= DESCRIPTION OF THE TASK =
All lines of the records below that contain the word "foliage" must be listed.

= SOURCE RECORDS =
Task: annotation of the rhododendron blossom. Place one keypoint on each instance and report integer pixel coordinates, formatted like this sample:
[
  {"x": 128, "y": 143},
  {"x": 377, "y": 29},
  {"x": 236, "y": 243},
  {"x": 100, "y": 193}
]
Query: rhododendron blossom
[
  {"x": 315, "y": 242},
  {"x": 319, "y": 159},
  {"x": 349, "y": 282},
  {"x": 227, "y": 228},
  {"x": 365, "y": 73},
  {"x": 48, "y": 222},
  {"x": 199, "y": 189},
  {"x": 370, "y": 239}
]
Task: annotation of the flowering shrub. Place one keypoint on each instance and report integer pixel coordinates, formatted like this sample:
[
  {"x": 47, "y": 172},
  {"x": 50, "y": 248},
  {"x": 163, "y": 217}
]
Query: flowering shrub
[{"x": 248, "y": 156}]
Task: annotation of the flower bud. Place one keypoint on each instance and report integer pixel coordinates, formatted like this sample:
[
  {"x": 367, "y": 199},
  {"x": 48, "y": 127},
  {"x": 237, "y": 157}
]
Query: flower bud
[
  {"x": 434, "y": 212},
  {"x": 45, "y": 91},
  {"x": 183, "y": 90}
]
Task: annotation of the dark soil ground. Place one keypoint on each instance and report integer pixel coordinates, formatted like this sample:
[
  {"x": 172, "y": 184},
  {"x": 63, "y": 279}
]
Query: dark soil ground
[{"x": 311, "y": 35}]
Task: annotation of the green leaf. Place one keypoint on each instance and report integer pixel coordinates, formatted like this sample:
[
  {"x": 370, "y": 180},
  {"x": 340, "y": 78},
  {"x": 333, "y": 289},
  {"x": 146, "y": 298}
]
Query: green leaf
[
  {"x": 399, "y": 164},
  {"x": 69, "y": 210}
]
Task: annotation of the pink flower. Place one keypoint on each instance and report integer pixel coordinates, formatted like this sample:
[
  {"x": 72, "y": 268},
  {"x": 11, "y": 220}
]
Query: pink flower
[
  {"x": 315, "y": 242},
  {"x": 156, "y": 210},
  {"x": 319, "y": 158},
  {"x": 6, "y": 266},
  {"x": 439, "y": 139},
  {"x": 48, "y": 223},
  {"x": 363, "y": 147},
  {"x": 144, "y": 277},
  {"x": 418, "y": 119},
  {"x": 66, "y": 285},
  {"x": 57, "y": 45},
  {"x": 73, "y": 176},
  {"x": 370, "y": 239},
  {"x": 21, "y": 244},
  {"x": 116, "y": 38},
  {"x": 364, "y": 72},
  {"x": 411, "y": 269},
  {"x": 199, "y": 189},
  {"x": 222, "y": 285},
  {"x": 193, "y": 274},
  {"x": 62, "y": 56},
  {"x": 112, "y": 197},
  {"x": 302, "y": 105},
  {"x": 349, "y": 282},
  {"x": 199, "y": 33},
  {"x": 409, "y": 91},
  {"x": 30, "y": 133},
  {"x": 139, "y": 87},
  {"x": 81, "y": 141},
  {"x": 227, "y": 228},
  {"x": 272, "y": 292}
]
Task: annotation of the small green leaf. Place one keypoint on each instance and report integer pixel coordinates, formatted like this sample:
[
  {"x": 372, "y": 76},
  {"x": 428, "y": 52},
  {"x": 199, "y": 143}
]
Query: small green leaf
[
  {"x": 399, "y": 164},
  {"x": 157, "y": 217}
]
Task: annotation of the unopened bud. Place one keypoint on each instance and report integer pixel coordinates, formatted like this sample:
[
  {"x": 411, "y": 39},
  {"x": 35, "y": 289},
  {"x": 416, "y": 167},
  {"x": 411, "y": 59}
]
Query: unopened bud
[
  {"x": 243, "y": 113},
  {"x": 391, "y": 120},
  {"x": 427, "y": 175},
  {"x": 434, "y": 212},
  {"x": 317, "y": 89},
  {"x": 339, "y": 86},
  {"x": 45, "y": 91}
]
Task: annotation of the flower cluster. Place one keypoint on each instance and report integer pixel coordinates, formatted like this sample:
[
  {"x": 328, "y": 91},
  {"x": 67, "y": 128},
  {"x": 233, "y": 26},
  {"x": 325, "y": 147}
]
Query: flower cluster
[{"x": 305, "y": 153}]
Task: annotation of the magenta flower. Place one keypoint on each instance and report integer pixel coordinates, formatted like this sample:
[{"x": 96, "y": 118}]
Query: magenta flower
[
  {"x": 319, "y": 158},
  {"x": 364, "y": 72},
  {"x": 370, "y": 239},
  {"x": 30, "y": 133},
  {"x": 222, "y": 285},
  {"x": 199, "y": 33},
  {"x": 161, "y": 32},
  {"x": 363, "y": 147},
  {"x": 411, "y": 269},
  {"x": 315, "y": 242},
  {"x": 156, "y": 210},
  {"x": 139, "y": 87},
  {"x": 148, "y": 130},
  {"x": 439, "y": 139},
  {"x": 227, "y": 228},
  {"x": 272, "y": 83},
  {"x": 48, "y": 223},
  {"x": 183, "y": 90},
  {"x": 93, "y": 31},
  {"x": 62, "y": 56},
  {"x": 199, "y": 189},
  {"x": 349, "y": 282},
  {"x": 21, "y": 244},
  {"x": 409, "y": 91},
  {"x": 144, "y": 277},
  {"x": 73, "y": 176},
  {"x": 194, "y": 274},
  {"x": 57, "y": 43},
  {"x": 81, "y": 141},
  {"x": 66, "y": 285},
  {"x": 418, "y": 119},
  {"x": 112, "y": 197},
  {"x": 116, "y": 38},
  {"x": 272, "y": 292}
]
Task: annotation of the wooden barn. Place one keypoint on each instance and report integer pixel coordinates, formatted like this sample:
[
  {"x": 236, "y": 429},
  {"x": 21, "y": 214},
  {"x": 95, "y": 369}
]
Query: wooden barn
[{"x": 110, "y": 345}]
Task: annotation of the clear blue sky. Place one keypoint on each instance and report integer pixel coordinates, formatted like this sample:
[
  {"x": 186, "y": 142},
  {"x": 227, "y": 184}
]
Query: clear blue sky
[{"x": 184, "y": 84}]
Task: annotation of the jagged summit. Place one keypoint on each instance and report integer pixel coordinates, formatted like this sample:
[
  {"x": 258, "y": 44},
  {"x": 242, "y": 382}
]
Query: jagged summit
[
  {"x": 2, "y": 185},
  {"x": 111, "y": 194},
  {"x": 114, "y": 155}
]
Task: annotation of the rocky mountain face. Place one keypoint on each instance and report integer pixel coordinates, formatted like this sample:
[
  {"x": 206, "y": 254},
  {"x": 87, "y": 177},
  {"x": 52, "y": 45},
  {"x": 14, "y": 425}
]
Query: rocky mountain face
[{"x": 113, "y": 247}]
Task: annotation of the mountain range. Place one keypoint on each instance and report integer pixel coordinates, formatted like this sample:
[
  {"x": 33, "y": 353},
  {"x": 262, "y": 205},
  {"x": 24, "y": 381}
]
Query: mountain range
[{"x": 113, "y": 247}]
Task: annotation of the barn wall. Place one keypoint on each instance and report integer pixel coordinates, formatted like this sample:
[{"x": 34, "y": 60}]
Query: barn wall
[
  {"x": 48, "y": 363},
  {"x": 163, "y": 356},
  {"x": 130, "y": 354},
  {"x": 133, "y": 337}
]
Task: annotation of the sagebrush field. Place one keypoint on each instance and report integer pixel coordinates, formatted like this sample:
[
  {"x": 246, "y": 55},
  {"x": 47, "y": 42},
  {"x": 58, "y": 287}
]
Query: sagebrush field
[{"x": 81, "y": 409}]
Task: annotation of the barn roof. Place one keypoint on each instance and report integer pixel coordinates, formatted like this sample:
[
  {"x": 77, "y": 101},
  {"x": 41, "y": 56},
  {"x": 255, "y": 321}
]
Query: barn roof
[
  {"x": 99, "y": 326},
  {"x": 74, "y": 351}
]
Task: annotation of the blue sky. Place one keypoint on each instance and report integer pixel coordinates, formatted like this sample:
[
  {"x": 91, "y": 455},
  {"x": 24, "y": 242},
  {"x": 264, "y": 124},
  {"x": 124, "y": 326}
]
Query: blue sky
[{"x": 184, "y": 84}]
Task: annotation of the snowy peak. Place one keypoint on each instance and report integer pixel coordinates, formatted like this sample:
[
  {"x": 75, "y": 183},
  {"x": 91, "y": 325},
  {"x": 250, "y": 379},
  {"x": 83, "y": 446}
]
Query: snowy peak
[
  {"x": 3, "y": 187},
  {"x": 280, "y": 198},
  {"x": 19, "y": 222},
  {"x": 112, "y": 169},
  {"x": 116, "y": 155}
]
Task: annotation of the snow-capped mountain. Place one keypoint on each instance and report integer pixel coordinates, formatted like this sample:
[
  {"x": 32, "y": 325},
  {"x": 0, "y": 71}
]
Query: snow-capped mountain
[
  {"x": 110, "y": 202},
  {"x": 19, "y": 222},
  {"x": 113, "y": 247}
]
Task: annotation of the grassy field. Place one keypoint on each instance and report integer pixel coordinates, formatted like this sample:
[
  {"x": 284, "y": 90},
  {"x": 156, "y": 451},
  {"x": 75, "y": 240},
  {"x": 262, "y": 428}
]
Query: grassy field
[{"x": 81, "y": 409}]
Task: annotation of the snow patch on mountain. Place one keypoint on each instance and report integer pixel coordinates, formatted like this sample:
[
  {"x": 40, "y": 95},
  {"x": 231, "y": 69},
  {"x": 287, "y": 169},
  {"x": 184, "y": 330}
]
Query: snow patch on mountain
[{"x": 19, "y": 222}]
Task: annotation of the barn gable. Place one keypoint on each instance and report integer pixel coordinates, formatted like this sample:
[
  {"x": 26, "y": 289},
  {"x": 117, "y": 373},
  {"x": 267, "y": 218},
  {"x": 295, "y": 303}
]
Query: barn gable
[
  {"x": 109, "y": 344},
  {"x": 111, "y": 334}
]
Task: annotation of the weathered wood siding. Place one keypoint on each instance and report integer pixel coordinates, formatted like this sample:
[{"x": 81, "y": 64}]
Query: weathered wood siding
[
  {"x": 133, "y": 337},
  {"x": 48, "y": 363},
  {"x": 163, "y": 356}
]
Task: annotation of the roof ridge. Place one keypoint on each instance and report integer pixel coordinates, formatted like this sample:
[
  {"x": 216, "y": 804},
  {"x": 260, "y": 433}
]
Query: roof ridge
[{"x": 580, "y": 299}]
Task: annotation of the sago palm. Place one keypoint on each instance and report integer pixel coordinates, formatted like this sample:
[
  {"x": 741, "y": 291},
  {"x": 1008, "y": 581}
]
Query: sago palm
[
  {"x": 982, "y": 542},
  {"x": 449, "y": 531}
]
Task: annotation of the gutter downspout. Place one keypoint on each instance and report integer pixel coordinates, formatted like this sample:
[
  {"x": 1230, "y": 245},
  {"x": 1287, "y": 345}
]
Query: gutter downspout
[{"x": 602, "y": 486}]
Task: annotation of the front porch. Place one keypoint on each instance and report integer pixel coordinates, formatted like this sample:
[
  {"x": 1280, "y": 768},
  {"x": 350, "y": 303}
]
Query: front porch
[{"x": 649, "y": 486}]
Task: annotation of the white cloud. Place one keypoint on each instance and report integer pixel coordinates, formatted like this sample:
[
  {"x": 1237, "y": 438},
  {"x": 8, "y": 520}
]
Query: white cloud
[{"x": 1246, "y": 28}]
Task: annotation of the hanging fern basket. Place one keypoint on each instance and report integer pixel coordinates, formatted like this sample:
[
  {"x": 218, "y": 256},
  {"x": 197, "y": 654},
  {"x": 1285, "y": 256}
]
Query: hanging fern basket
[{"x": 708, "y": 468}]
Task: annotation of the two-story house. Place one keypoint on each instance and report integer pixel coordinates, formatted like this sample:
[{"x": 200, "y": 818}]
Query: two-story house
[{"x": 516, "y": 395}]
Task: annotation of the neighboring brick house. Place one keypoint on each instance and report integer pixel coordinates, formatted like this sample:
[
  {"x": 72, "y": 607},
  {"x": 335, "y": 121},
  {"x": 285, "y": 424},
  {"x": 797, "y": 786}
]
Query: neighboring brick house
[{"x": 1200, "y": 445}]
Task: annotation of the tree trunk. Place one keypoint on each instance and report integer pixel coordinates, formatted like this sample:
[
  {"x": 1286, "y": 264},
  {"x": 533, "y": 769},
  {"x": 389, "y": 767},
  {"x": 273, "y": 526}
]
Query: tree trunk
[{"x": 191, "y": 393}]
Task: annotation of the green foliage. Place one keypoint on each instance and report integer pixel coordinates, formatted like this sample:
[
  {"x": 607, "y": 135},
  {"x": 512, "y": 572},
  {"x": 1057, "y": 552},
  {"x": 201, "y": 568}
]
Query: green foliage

= SOLUTION TO THIS PROBLEM =
Task: annotation of the green foliage. Place one keypoint on each instance and report integer pixel coordinates, formatted like this sample:
Query: green foliage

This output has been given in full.